Direction 1:
Return every line of the records below that contains the string "tire", copying each one without alteration.

Document text:
The Supreme Court has held that purchasing dealers must conclusively prove the genuineness of transactions and actual movement of goods to claim Input Tax Credit (ITC).

The Bench of Justice M.R. Shah and Justice C.T. Ravikumar while setting aside the Karnataka High Court’s orders that had earlier allowed ITC to the purchasing dealers observed that  to claim Input Tax Credit (ITC), a dealer must prove the actual physical movement of goods, as merely producing tax invoices and payment proof is insufficient. The burden of proof lies entirely on the dealer claiming the credit. This decision restores the tax department’s denial of ITC in cases where transactions were suspected to be fake. It underscores the need for businesses to maintain robust documentation to prove the genuineness of their purchases beyond any doubt.

The controversy stemmed from reassessments made under the KVAT Act, where the Revenue authorities disallowed ITC claimed by several purchasing dealers, including Ecom Gill Coffee Trading Pvt. Ltd., on the ground that the sellers were either de-registered, had filed NIL returns, or had denied the sales altogether.

While the Karnataka Appellate Tribunal and subsequently the High Court had ruled in favour of the assessees—holding that purchasers should not suffer due to the default of the sellers—the State challenged these decisions before the Supreme Court.

The department argued that Section 70 of the KVAT Act explicitly places the burden of proof on the dealer claiming ITC. Mere production of invoices or payment through cheques does not establish genuine transactions. The dealers must demonstrate actual movement of goods, payment of freight, delivery acknowledgments, and other corroborative evidence.

Direction 2:
Write the next part of the report on the Supreme Court ruling on Input Tax Credit above, beginning after its last sentence.

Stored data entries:
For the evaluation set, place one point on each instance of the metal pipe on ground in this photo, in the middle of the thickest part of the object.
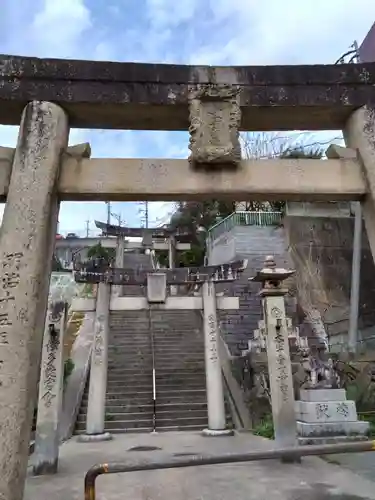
(194, 461)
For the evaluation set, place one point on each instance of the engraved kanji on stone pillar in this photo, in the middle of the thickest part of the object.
(215, 117)
(278, 354)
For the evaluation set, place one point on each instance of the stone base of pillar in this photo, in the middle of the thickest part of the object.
(217, 432)
(93, 438)
(40, 468)
(290, 460)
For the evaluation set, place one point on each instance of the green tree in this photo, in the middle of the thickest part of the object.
(100, 252)
(198, 217)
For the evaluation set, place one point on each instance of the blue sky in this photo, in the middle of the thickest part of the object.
(222, 32)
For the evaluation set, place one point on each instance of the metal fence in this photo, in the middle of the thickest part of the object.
(261, 218)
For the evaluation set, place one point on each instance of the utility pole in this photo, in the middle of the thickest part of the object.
(117, 217)
(144, 214)
(357, 240)
(87, 228)
(108, 203)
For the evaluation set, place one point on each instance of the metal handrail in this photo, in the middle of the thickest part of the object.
(244, 218)
(285, 454)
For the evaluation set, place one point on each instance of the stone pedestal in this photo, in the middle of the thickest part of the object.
(120, 249)
(280, 371)
(214, 381)
(26, 253)
(98, 370)
(325, 416)
(215, 117)
(50, 391)
(171, 261)
(278, 354)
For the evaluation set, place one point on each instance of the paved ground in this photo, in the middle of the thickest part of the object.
(360, 463)
(314, 479)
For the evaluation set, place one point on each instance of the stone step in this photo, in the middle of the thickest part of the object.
(127, 424)
(179, 379)
(190, 427)
(118, 399)
(122, 416)
(177, 408)
(124, 425)
(182, 400)
(180, 423)
(182, 381)
(139, 430)
(125, 390)
(137, 376)
(126, 364)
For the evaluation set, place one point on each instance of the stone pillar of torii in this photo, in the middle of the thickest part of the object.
(156, 282)
(159, 238)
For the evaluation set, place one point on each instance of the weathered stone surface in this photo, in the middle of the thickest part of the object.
(155, 96)
(28, 226)
(79, 150)
(326, 411)
(215, 118)
(332, 429)
(50, 391)
(99, 363)
(318, 395)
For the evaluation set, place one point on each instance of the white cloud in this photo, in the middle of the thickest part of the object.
(57, 29)
(211, 32)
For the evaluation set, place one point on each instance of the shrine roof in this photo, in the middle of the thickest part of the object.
(135, 96)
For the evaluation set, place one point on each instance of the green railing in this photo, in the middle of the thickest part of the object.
(244, 219)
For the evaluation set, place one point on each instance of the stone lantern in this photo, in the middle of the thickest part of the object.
(278, 355)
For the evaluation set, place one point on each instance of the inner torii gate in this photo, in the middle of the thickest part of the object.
(156, 283)
(47, 97)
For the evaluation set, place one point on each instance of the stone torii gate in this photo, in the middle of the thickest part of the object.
(47, 97)
(158, 238)
(156, 298)
(153, 238)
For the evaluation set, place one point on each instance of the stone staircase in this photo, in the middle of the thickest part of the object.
(129, 398)
(177, 344)
(253, 243)
(181, 402)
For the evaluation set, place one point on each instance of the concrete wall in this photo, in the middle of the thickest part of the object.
(321, 250)
(253, 243)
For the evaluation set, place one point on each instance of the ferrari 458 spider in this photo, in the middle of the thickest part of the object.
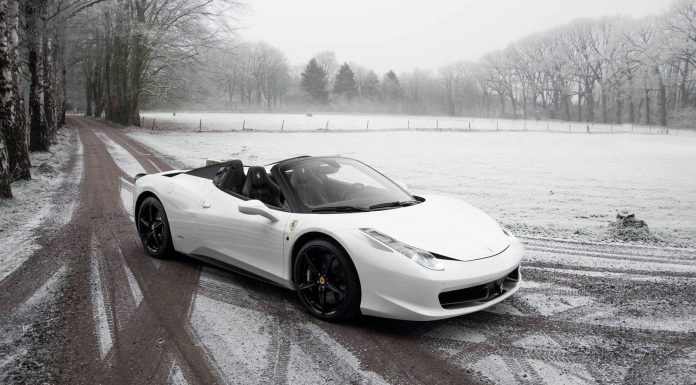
(346, 238)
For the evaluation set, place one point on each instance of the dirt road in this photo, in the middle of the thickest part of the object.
(586, 313)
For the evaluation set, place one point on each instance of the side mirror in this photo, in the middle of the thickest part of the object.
(256, 207)
(402, 185)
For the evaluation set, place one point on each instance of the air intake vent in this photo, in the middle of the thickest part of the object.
(481, 293)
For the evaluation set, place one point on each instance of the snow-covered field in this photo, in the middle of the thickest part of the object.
(538, 183)
(222, 121)
(45, 202)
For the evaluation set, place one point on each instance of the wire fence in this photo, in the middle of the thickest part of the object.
(271, 123)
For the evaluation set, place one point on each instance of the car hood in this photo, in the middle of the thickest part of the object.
(440, 225)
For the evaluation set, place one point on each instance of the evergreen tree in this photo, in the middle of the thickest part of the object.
(369, 86)
(314, 81)
(391, 87)
(345, 84)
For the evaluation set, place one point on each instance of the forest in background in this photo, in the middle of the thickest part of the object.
(113, 58)
(610, 70)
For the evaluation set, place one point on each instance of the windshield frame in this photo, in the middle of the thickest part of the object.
(279, 171)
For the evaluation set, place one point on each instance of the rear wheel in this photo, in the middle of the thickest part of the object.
(153, 228)
(326, 281)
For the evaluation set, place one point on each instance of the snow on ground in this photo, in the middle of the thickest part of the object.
(537, 183)
(126, 192)
(100, 302)
(45, 202)
(124, 160)
(224, 121)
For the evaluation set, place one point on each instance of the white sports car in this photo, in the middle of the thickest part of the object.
(346, 238)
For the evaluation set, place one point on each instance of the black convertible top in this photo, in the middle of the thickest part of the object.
(208, 172)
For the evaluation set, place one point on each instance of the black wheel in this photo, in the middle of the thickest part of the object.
(326, 281)
(153, 229)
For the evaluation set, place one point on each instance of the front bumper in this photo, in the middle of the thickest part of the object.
(394, 287)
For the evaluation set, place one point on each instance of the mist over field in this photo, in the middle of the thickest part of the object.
(441, 192)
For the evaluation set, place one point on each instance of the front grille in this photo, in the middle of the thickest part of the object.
(481, 293)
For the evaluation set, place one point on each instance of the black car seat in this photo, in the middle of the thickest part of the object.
(259, 186)
(308, 187)
(230, 178)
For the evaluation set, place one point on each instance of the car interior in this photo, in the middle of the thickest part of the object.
(256, 183)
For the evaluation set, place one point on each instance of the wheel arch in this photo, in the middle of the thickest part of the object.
(310, 236)
(143, 195)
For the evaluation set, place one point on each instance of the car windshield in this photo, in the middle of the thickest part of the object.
(343, 185)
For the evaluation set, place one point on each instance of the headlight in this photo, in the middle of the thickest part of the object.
(419, 256)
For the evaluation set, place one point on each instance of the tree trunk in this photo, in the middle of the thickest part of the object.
(619, 108)
(589, 101)
(39, 138)
(605, 112)
(661, 98)
(5, 101)
(49, 104)
(88, 97)
(14, 124)
(683, 93)
(502, 105)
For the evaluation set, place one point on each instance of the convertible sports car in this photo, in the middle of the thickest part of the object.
(346, 238)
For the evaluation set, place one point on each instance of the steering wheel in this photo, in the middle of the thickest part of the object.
(352, 189)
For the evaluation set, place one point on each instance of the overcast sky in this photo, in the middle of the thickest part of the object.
(403, 35)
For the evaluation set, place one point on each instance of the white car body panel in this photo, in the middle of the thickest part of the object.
(206, 221)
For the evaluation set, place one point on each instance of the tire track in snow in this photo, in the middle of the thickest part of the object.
(100, 302)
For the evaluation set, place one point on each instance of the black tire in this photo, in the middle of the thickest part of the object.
(326, 281)
(153, 229)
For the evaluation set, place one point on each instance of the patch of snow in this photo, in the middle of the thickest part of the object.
(126, 190)
(562, 373)
(346, 357)
(551, 304)
(294, 122)
(123, 159)
(457, 333)
(236, 337)
(44, 293)
(47, 201)
(539, 183)
(494, 368)
(608, 263)
(538, 341)
(132, 282)
(99, 301)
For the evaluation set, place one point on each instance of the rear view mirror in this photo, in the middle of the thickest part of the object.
(256, 207)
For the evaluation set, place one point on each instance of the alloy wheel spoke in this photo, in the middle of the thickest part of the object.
(154, 237)
(335, 289)
(307, 285)
(322, 299)
(310, 264)
(328, 265)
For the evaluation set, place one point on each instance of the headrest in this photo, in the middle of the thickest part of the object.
(302, 175)
(258, 176)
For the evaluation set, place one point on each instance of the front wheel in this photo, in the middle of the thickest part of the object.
(153, 228)
(326, 281)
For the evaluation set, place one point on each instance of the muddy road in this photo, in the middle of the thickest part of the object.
(90, 307)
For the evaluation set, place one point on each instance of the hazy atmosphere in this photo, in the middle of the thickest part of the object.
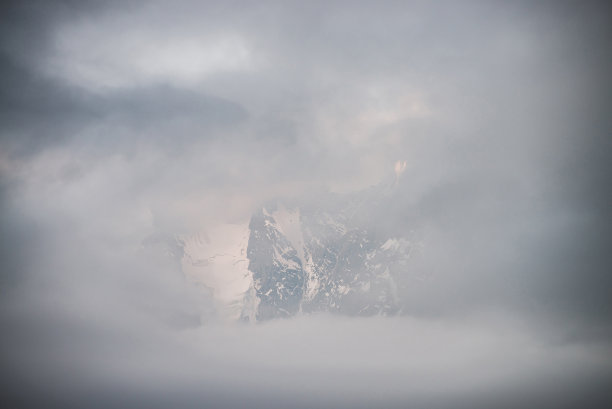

Written response 1:
For the evaluation set, place one point on each instance of the tire track in snow in this photo, in the middle of the thickest part of the object.
For the evaluation set, place one point on each instance of the black tire in this photo, in the middle of the thickest part of the object.

Written response 2:
The purchasing dealers, including Ecom Gill Coffee, argued that they had complied with all statutory requirements, purchased goods from registered dealers, and made payments through banking channels. They maintained that any failure by the seller to remit tax cannot prejudice the bona fide purchaser. under Rules 27 and 29 of the KVAT Rules, 2005, production of valid tax invoices is sufficient to claim ITC, and no further documentation such as transport details is mandated.

Rejecting the dealers’ contention, the Bench held that Section 70 places an unequivocal burden on the purchasing dealer to establish the correctness of their ITC claim.

“Merely because the dealer claiming ITC claims that he is a bona fide purchaser is not enough. The burden of proving the correctness of ITC remains upon the dealer claiming such ITC,” the Court observed.

Allowing the appeals filed by the State of Karnataka, the Supreme Court quashed the orders of the High Court and the Appellate Tribunal, thereby restoring the Assessing Officer’s orders disallowing ITC.

The Court held, “Unless and until the purchasing dealer discharges the burden cast under Section 70 and proves the genuineness of the transaction by producing cogent material, such purchasing dealer shall not be entitled to Input Tax Credit.”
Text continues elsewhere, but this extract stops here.